En effet, c'est de là - après le rapport explosif du cardinal Kasper au consistoire de Février (le rapport sur l'Eucharistie pour les divorcés remariés, souhaitée par Bergoglio) - que nous sont parvenues des paroles éclairantes. Elle sont d'un missionnaire du PIME (l’Institut Pontifical pour les Missions Étrangères), le Père Carlo Buzzi, 71 ans, milanais, depuius quarante ans au Bangladesh, l'un des pays les plus pauvres du monde.
Ses lettres ont été publiées par Sandro Magister dans son célèbre site <Chiesa>.
Le Père Buzzi est un homme de Dieu extraordinaire, il a consacré sa vie à apporter la Bonne Nouvelles aux plus pauvres, pour eux il a construit des écoles, des dispensaires, des chapelles, et il les a reconstruits quand on les leur a détruits. Souvent au péril de sa vie.

(Contours de régions nommées)
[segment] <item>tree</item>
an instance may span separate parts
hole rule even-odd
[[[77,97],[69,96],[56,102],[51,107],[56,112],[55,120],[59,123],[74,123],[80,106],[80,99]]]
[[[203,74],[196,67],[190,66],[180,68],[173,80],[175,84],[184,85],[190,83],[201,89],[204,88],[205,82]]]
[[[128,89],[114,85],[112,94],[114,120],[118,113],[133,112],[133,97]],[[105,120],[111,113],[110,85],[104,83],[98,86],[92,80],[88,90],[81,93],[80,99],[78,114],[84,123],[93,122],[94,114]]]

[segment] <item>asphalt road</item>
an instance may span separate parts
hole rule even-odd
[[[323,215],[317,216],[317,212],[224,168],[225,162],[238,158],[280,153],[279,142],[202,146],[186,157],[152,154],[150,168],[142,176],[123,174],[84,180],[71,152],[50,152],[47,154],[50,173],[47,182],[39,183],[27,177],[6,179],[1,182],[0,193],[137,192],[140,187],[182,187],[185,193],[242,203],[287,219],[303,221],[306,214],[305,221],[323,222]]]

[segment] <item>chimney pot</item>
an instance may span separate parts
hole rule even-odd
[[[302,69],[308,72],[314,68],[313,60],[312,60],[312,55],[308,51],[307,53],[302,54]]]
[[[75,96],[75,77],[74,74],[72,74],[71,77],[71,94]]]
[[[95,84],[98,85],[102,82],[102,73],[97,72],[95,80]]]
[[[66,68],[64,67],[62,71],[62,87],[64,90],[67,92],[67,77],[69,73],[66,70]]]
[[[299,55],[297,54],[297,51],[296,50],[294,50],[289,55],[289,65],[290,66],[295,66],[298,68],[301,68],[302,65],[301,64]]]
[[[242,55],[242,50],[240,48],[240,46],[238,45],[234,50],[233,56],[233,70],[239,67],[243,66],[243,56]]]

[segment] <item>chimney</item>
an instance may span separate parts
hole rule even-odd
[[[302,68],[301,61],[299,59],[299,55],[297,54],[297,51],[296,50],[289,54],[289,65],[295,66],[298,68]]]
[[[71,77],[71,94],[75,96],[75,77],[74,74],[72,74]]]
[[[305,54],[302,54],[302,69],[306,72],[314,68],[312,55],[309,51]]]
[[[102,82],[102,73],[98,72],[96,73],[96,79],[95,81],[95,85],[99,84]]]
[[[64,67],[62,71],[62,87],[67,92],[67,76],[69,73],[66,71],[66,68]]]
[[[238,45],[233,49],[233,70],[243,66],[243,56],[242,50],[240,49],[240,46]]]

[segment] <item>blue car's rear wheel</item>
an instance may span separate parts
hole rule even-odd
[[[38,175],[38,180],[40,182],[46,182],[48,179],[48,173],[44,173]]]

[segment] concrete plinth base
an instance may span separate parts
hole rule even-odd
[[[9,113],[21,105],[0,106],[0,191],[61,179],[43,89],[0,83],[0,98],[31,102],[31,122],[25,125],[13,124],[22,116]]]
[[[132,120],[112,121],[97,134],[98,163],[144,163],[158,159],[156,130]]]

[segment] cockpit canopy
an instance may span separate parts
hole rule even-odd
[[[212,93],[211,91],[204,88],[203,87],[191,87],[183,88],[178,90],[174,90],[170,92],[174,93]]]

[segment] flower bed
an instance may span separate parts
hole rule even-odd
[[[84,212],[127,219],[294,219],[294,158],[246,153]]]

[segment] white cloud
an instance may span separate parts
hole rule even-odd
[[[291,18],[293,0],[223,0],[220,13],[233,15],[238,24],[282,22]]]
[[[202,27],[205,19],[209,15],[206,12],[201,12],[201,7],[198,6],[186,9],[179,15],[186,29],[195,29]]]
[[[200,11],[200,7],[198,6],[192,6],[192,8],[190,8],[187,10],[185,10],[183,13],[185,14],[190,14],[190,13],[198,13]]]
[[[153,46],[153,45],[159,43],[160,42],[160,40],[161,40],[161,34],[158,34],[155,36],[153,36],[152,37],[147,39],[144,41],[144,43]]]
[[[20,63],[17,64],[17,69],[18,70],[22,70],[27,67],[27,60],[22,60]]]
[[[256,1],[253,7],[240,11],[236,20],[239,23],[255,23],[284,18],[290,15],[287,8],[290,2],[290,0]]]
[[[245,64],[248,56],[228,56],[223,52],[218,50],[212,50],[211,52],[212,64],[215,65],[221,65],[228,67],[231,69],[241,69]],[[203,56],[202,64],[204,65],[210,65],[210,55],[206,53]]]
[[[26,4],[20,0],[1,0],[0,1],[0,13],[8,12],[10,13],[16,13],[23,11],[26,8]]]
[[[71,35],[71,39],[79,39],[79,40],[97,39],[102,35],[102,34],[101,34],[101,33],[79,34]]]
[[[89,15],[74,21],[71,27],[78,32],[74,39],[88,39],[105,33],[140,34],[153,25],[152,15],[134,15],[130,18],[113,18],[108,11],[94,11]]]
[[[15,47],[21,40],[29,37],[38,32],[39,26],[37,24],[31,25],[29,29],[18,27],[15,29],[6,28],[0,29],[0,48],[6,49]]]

CONSIGNES -
1) Répondez, s'il vous plaît, aux questions suivantes sur le texte sur le Père Buzzi :
(a) À quel institut appartient le Père Buzzi ?
(b) Qui a publié ses lettres ?
(c) Qu'a-t-il construit pour les plus pauvres ?
2) Pour chaque affirmation, dites si elle concorde avec le texte sur le Père Buzzi (oui ou non) et citez les mots du texte qui tranchent.
(a) Le Père Buzzi est originaire de Milan.
(b) Le rapport du cardinal Kasper portait sur l'Eucharistie pour les divorcés remariés.
(c) Le consistoire a eu lieu en mars.
3) Poursuivez le texte sur le Père Buzzi à partir de sa dernière phrase.

RÉPONSES -
1)
(a) Le PIME, l'Institut Pontifical pour les Missions Étrangères.
(b) Sandro Magister, dans son site <Chiesa>.
(c) Des écoles, des dispensaires et des chapelles.

2)
(a) Oui : « milanais ».
(b) Oui : « le rapport sur l'Eucharistie pour les divorcés remariés ».
(c) Non : « au consistoire de Février ».

3)
De cette périphérie, il a commenté ainsi le rapport de Kasper au Consistoire: «Si on continue sur la voie tracée par le cardinal Kasper, on fera des dégâts considérables: 1) On rendra l'Eglise superficielle et accomodante; 2) On devra nier l'infaillibilité de la Chaire de Pierre, car ce sera comme si tous les papes précédents s'étaient trompés; 3) On devra considérer comme stupides tous ceux qui ont donné leur vie en martyrs pour défendre ce sacrement»

Le Père Buzzi a ajouté quelques considérations concrètes: «Il y a des milliers de catholiques qui meurent chaque année, persécutés pour leur foi, et nous qui vivons paisiblement nous nous préoccupons obstinément de l’accès des divorcés remariés à la communion. Combien de personnes ont été martyrisées en Angleterre parce qu’elles voulaient conserver leur foi en l’intégrité du sacrement de mariage!». «Gare à l’Église catholique si elle se met à suivre le même chemin que l’Église anglicane» Ce serait dévastateur. Donc, dit le vieux missionnaire, «ne donnons pas lieu à un schisme à cause de quelque chose d'aussi secondaire».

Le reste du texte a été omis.